However, the video is still available on YouTube.
Feel free to watch the video here.


----------



## IWANNAGOFAST (Jan 14, 2008)

upload the pics to imageshack.us, no bandwidth limit


----------



## Doco (Dec 11, 2010)

Man, I forgot where I saw this and took me forever to find this thread again. I was relying on the pictures and photo bucket was not working. lol


----------



## SkyGrl (Jan 7, 2010)

eeeee i saw THEM!!!! frickin cool... impressed the sis

Amy


----------



## FlSHRFun (Jun 26, 2010)

Doco said:


> Man, I forgot where I saw this and took me forever to find this thread again. I was relying on the pictures and photo bucket was not working. lol


I'm so sorry! I've straightened things out. The photos are back up!

I don't have many new or updated photos at the moment. But, the 60-F is doing well.
Just trimmed the HC down a bit and added a few Crystal Red Shrimp.

I'll update after my finals are over.


----------



## NJAquaBarren (Sep 16, 2009)

Really nice tank, video and all.


----------



## FlSHRFun (Jun 26, 2010)

Thanks, AquaBarren! 

Well, finals are over and I finally have some free time!

I got a private message from a member here asking how I installed my lunar lights.
I thought I'd just post it here in case anyone else was wondering, saving you the time of asking.
I'm using a Current Dual Soft White LED Lunar Light attached to my "FishNeedIt" metal halide fixture.
I like this LED fixture over others because it does an excellent job mimicking moonlight. Blue seems unnatural, IMO.
I avoided LED strips because for an aquarium of my size, that would be too bright. I wanted to leave shady areas should my fish or shrimp ever wanted a place to hide.

Initially, I planned to attach the fixture directly to the MH pendant.

_GIVEN TASK 1_
Report each line of the rows that contains the string "with". Case counts.
The rows are unrelated to the forum thread.

_RECORD EXCERPTS_
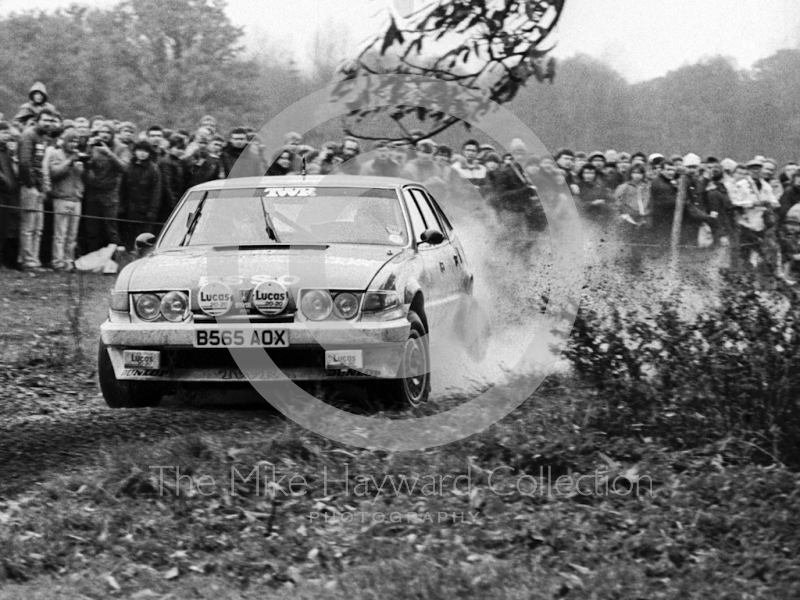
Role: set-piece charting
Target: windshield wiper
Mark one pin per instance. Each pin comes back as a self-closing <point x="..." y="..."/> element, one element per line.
<point x="270" y="225"/>
<point x="195" y="218"/>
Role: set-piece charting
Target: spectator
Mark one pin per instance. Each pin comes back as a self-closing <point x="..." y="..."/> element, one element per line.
<point x="696" y="212"/>
<point x="755" y="199"/>
<point x="444" y="157"/>
<point x="581" y="159"/>
<point x="623" y="165"/>
<point x="200" y="167"/>
<point x="140" y="193"/>
<point x="493" y="162"/>
<point x="791" y="196"/>
<point x="104" y="171"/>
<point x="33" y="144"/>
<point x="598" y="159"/>
<point x="66" y="173"/>
<point x="768" y="175"/>
<point x="423" y="168"/>
<point x="125" y="134"/>
<point x="634" y="201"/>
<point x="664" y="195"/>
<point x="236" y="153"/>
<point x="515" y="194"/>
<point x="594" y="200"/>
<point x="469" y="168"/>
<point x="174" y="180"/>
<point x="382" y="165"/>
<point x="38" y="102"/>
<point x="9" y="196"/>
<point x="565" y="159"/>
<point x="282" y="165"/>
<point x="351" y="165"/>
<point x="210" y="124"/>
<point x="715" y="201"/>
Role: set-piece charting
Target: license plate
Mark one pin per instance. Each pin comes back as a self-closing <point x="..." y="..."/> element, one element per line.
<point x="344" y="359"/>
<point x="241" y="338"/>
<point x="142" y="359"/>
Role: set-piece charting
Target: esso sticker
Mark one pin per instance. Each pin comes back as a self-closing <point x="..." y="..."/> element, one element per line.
<point x="270" y="297"/>
<point x="215" y="298"/>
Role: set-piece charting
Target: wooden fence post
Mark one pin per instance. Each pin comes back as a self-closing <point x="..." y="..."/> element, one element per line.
<point x="677" y="222"/>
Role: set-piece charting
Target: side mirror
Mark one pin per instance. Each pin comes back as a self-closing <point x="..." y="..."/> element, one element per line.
<point x="432" y="237"/>
<point x="145" y="241"/>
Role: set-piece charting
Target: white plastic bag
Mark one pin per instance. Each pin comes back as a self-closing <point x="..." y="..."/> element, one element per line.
<point x="98" y="261"/>
<point x="705" y="237"/>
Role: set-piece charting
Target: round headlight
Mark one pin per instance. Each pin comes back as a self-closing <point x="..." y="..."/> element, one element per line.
<point x="346" y="305"/>
<point x="174" y="306"/>
<point x="316" y="305"/>
<point x="148" y="307"/>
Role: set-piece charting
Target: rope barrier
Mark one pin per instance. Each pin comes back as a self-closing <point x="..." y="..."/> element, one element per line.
<point x="82" y="216"/>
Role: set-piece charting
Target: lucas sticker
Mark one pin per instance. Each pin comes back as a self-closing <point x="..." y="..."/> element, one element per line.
<point x="270" y="297"/>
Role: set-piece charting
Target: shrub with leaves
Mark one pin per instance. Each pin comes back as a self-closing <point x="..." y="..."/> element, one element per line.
<point x="729" y="372"/>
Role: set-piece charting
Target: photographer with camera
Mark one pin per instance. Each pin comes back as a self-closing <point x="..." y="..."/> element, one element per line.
<point x="66" y="174"/>
<point x="101" y="197"/>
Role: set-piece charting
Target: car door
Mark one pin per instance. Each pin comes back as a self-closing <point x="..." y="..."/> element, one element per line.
<point x="440" y="303"/>
<point x="458" y="272"/>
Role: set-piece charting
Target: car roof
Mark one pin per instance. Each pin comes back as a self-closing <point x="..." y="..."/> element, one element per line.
<point x="337" y="180"/>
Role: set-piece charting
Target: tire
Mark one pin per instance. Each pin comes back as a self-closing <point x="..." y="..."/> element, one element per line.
<point x="125" y="394"/>
<point x="410" y="392"/>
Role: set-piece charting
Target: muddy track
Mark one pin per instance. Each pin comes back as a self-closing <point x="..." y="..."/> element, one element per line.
<point x="59" y="423"/>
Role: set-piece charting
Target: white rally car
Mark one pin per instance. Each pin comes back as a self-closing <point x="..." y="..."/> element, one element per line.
<point x="311" y="279"/>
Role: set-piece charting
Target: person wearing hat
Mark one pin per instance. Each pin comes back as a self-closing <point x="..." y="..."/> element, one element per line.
<point x="140" y="193"/>
<point x="756" y="217"/>
<point x="598" y="159"/>
<point x="101" y="195"/>
<point x="66" y="175"/>
<point x="790" y="197"/>
<point x="37" y="102"/>
<point x="470" y="168"/>
<point x="423" y="168"/>
<point x="516" y="198"/>
<point x="565" y="159"/>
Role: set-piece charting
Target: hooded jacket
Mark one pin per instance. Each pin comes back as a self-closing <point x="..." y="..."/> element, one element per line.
<point x="140" y="191"/>
<point x="104" y="169"/>
<point x="30" y="108"/>
<point x="32" y="145"/>
<point x="66" y="177"/>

_GIVEN TASK 2_
In the forum thread, which lunar light does FlSHRFun use?

_EXERCISE OUTPUT 1_
Target: shrub with leaves
Target: photographer with camera

_EXERCISE OUTPUT 2_
A Current Dual Soft White LED Lunar Light.